Text shown -
#####

Summary Financial Metrics
Three months ended March 31,
% change % change
2017 2016 in USD in ZAR
(All figures in USD '000s except per share data)
Revenue 147,944 134,736 10% (8%)
GAAP net income 18,392 18,420 (0%) (17%)
Fundamental net income (1) 23,468 19,787 19% (1%)
GAAP earnings per share ($) 0.34 0.40 (15%) (29%)
Fundamental earnings per share ($) (1) 0.43 0.43 0% (16%)
Fully-diluted shares outstanding ('000's) 54,808 46,430 19%
Average period USD/ ZAR exchange rate 13.22 15.82 (16%)
Nine months ended March 31,
% change % change
2017 2016 in USD in ZAR
(All figures in USD '000s except per share data)
Revenue 455,010 439,490 4% 1%
GAAP net income 61,665 58,098 6% 3%
Fundamental net income (1) 71,859 65,978 9% 6%
GAAP earnings per share ($) 1.15 1.24 (6%) (9%)
Fundamental earnings per share ($) (1) 1.34 1.41 (5%) (8%)
Fully-diluted shares outstanding ('000's) 53,088 47,074 13% 13%
Average period USD/ ZAR exchange rate 13.77 14.17 (3%)
(1) Fundamental net income and earnings per share are non-GAAP measures and are described below under "Use of Non-GAAP Measures—Fundamental net income and fundamental earnings per share." See
Attachment B for a reconciliation of GAAP net income to fundamental net income and earnings per share.

#####

Data section -

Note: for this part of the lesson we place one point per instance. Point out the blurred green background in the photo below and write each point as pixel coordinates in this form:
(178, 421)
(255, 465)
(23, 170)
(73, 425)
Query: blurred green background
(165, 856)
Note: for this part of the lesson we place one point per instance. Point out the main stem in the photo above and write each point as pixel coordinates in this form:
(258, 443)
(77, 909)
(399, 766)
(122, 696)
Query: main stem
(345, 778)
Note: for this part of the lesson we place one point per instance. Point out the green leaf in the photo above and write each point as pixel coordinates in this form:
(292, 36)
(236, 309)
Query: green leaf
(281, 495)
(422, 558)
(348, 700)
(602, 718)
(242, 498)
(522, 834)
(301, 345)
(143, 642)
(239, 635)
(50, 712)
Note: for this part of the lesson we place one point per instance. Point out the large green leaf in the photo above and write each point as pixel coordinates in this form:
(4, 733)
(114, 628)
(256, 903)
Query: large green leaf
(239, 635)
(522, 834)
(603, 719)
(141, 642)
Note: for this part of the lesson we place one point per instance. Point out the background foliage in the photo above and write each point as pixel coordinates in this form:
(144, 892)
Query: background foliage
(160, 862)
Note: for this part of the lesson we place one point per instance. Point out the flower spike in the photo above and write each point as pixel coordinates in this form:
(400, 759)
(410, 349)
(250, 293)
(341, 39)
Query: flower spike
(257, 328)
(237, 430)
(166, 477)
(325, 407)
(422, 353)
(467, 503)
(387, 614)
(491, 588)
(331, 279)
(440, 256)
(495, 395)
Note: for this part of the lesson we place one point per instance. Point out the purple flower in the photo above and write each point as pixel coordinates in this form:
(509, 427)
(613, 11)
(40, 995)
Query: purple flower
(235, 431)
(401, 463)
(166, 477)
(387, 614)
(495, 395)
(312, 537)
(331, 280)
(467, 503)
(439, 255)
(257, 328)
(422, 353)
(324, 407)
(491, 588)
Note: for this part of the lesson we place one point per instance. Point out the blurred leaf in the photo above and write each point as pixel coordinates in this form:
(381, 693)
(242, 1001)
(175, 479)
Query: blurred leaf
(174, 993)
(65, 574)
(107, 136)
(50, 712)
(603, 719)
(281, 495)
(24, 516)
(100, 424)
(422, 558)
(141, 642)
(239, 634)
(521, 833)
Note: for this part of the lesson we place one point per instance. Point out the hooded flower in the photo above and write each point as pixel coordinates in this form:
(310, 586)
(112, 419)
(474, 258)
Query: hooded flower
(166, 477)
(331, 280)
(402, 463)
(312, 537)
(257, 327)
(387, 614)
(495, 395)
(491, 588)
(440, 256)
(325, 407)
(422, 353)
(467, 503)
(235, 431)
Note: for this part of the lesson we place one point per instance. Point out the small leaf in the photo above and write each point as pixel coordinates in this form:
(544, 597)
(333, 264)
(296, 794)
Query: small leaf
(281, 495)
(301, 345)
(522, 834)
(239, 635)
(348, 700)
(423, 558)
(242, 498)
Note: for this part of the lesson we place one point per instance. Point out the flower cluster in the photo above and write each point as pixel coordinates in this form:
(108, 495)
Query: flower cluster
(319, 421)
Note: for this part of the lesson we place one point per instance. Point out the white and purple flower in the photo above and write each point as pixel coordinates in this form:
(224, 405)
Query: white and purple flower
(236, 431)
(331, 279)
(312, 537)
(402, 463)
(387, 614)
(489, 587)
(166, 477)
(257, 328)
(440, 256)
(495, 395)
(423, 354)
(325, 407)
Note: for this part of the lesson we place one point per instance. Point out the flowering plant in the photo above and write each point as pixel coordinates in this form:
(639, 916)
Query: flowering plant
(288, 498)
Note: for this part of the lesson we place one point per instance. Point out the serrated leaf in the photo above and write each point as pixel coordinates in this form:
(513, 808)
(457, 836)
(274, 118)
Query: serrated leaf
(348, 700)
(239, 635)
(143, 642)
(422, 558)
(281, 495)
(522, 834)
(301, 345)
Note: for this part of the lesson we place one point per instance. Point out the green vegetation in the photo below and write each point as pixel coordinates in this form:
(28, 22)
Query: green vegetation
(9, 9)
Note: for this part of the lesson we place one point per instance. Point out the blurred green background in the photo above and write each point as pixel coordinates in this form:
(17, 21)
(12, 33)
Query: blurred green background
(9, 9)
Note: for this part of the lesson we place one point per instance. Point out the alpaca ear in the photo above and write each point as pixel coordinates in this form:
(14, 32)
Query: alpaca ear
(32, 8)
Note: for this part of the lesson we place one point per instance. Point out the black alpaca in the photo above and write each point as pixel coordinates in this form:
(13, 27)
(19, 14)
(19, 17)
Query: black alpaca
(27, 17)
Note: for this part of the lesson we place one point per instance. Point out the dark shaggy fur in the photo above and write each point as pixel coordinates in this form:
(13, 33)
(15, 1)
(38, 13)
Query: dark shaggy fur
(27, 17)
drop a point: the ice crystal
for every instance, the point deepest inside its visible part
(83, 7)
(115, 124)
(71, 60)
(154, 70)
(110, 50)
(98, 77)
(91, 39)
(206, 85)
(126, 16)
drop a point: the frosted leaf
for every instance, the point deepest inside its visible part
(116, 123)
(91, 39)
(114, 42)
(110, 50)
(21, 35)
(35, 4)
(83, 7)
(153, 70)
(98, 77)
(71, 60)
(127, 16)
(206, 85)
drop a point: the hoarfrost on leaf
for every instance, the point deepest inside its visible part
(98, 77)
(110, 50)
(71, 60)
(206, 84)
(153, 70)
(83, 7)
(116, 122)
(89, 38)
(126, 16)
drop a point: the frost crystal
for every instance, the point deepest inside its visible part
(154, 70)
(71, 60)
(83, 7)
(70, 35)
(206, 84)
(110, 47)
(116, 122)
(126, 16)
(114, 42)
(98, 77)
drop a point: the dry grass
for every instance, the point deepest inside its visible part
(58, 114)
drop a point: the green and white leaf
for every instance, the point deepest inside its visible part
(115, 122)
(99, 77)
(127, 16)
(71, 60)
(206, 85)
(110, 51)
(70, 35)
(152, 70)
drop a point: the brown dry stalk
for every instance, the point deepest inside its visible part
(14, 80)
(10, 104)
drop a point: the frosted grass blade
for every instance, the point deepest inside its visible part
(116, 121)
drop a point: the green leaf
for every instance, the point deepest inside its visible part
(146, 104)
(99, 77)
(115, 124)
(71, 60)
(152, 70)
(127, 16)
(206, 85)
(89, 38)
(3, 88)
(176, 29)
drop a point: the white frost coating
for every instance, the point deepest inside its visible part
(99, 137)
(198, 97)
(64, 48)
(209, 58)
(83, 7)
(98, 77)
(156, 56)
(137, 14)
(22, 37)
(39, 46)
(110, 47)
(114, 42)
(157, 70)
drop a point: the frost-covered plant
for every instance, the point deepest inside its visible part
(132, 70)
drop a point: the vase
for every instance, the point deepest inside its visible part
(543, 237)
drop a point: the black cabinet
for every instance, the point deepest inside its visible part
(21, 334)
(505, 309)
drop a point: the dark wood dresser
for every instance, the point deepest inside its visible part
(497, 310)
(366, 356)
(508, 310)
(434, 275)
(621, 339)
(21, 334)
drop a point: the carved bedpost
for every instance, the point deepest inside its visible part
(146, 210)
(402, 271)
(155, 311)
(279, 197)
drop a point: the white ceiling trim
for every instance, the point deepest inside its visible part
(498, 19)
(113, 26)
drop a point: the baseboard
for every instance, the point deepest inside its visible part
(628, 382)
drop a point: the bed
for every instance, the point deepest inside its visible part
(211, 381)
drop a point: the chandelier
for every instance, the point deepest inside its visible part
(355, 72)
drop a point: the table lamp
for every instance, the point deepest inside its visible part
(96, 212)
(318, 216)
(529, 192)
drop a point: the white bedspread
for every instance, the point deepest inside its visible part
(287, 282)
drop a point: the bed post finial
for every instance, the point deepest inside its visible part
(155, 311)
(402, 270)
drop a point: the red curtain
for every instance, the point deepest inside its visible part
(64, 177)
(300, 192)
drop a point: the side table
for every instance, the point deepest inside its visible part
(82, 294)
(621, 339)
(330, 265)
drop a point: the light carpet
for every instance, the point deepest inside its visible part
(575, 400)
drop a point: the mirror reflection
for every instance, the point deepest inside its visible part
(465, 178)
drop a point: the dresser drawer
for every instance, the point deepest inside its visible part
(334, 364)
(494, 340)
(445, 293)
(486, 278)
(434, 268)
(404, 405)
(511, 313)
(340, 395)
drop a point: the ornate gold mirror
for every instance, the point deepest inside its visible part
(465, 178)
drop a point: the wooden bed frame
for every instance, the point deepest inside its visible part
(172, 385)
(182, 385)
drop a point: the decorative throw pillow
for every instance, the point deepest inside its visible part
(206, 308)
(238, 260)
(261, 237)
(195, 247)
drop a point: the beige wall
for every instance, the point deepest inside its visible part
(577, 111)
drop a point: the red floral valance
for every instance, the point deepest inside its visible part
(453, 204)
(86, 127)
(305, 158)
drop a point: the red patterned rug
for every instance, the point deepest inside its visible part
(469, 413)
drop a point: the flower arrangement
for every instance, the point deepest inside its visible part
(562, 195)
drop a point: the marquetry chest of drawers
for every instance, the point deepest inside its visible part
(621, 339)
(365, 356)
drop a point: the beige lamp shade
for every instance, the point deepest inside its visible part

#####

Parts of the exercise -
1/ Reproduce the financial summary, starting with "Nine months ended" and going on through "1.41 (5%) (8%)".
2/ Pull out each line of the records that contains the string "vegetation", treating uppercase and lowercase as different.
The financial summary has no connection to the records.

The results -
1/
Nine months ended March 31,
% change % change
2017 2016 in USD in ZAR
(All figures in USD '000s except per share data)
Revenue 455,010 439,490 4% 1%
GAAP net income 61,665 58,098 6% 3%
Fundamental net income (1) 71,859 65,978 9% 6%
GAAP earnings per share ($) 1.15 1.24 (6%) (9%)
Fundamental earnings per share ($) (1) 1.34 1.41 (5%) (8%)

2/
Note: for this part of the lesson we place one point per instance. Point out the green vegetation in the photo below and write each point as pixel coordinates in this form:
Query: green vegetation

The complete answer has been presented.